■ Problem to solve:
Each line of the records that includes "like" should be found and copied.

■ Records shown:
+ + + +

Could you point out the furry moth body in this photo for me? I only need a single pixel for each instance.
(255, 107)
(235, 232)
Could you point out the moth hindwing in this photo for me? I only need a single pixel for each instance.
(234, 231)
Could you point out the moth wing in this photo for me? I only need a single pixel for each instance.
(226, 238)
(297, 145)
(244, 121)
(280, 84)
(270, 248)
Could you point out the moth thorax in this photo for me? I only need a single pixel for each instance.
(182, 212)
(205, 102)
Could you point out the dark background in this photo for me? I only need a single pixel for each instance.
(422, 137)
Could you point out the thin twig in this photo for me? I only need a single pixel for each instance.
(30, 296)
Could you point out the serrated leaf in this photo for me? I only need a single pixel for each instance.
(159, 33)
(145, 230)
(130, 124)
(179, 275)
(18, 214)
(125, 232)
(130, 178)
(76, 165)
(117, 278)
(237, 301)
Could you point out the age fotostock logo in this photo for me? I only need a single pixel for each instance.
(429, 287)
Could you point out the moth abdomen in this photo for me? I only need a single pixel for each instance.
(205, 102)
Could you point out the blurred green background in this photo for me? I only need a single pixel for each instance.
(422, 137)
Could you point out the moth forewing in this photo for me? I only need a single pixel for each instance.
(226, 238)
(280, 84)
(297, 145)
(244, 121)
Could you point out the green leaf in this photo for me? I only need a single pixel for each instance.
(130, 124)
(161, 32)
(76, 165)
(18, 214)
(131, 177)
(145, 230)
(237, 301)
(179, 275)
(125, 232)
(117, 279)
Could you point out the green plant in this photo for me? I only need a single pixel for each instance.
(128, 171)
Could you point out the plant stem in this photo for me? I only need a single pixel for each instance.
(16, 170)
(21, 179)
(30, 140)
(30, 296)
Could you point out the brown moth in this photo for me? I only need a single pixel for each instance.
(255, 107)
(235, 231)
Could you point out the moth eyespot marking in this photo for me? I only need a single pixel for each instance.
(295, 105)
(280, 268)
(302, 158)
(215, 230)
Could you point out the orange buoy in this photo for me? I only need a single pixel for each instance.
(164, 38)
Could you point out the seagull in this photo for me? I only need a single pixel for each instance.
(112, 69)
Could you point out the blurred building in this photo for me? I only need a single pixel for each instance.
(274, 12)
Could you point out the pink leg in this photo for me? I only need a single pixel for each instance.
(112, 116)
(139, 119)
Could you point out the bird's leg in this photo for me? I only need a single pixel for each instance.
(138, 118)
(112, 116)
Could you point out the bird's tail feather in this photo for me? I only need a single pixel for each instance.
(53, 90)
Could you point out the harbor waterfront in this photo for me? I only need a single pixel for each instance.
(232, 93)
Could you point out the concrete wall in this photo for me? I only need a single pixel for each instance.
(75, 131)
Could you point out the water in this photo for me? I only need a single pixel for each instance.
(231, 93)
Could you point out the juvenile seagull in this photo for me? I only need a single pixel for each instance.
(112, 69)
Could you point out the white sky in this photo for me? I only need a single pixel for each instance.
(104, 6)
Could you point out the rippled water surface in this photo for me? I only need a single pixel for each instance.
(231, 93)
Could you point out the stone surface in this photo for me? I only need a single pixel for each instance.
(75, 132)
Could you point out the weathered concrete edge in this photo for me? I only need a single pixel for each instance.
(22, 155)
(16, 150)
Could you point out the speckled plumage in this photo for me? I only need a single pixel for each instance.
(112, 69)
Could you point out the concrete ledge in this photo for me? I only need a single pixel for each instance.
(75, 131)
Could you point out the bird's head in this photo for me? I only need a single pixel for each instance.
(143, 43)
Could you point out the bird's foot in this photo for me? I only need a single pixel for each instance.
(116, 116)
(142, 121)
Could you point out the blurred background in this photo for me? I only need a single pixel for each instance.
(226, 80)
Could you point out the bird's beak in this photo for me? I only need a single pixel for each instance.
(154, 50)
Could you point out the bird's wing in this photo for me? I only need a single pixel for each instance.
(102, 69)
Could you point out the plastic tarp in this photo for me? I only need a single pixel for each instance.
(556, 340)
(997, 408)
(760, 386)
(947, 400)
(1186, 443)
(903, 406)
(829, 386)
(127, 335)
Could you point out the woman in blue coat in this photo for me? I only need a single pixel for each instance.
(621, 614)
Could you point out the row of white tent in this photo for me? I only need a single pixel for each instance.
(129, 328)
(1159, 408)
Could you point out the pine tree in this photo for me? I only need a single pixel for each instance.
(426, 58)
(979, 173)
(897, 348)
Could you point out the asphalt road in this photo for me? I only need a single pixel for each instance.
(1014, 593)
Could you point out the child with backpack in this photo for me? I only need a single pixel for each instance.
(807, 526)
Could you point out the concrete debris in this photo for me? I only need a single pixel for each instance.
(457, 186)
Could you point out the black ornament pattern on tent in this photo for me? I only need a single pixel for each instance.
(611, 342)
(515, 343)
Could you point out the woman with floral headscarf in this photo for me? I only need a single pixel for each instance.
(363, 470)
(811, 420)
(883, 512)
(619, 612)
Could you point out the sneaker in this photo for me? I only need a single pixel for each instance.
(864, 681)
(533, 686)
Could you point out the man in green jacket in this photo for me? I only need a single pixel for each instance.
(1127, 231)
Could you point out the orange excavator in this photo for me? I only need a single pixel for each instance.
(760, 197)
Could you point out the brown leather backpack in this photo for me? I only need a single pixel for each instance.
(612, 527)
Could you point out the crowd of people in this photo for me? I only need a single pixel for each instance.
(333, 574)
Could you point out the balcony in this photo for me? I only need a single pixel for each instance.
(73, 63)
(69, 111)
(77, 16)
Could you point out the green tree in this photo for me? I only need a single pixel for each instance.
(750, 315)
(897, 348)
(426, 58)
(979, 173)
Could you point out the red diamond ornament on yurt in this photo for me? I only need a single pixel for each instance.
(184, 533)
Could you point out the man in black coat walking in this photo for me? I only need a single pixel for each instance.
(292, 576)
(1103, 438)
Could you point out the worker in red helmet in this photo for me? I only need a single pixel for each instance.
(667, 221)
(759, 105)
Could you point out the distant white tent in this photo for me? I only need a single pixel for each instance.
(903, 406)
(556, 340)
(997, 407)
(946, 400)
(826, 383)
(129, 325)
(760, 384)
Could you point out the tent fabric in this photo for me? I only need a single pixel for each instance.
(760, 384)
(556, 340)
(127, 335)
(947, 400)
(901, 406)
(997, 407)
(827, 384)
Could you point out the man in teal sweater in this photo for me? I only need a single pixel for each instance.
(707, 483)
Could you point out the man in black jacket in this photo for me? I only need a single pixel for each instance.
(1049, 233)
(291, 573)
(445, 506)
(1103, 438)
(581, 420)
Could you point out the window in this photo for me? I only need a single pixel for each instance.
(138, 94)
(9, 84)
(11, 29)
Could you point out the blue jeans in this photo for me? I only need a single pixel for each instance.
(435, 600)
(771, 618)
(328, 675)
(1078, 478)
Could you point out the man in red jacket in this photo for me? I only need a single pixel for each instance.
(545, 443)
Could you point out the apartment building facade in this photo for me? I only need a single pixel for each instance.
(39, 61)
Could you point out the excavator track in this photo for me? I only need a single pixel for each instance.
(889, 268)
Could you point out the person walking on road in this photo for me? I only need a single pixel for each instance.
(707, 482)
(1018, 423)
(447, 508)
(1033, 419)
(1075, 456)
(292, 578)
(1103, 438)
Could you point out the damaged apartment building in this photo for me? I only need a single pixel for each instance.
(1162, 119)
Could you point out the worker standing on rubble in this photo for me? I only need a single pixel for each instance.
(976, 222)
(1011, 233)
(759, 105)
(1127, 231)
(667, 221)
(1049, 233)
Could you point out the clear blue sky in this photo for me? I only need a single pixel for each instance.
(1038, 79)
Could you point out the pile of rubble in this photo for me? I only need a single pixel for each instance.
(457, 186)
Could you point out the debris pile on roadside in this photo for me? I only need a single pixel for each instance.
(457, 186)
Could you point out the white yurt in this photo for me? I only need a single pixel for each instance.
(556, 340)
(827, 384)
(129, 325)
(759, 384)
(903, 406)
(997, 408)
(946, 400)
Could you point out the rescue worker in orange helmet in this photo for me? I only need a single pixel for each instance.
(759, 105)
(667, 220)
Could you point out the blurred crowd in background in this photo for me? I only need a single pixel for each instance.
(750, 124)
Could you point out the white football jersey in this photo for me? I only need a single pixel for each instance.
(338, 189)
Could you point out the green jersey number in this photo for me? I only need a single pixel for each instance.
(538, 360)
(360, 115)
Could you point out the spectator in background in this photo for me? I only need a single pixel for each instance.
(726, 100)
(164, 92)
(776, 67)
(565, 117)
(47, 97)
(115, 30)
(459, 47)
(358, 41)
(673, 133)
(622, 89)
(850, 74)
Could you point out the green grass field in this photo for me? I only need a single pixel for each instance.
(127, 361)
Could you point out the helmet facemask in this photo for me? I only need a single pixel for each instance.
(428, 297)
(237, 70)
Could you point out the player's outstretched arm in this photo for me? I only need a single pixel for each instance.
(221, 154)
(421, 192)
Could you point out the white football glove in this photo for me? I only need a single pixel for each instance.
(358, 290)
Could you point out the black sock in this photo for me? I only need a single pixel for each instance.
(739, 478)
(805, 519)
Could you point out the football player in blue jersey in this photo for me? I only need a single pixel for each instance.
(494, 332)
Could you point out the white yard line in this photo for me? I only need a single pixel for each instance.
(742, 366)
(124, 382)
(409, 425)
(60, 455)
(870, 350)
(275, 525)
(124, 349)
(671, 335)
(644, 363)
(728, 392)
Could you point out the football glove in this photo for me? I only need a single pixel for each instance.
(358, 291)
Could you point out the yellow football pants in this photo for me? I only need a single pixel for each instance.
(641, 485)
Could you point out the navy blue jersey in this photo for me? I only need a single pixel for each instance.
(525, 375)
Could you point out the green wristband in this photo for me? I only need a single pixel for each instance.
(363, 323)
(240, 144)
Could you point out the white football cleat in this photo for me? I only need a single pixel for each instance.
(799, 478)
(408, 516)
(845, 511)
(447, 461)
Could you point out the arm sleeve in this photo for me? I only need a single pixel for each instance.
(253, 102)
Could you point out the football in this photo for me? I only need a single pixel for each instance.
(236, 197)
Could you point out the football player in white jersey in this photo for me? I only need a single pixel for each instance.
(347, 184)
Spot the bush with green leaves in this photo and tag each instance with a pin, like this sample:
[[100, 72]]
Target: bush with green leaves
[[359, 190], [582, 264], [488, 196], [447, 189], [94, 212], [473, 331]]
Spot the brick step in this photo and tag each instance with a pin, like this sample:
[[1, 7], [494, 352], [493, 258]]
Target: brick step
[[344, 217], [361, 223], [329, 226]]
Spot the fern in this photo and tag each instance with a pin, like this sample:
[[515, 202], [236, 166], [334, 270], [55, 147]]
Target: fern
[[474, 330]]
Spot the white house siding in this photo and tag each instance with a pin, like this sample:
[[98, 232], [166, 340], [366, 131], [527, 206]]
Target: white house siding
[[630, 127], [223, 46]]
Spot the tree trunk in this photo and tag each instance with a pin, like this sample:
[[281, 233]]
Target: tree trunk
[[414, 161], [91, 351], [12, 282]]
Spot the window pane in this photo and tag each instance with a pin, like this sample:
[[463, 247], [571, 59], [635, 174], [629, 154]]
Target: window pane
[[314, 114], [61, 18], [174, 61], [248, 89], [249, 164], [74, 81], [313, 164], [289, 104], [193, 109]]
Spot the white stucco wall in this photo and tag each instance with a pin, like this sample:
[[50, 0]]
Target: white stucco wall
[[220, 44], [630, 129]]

+ + + +

■ Written response:
Spot the bush with green leaves in this photo and tag each instance with a pin, like this sample:
Spot the brick step in this photo and tag each instance with a pin, like this sample:
Spot the fern in this photo and tag each instance with a pin, like this sample:
Spot the white house siding in this photo and tag each instance with a pin, like this sample:
Spot the tree trunk in this photo and tag each instance with a pin, like this sample:
Spot the window pane in this photo and tag each instance with a pin, like this sample:
Spot the white stucco wall in this photo and tag each instance with a pin, like this sample:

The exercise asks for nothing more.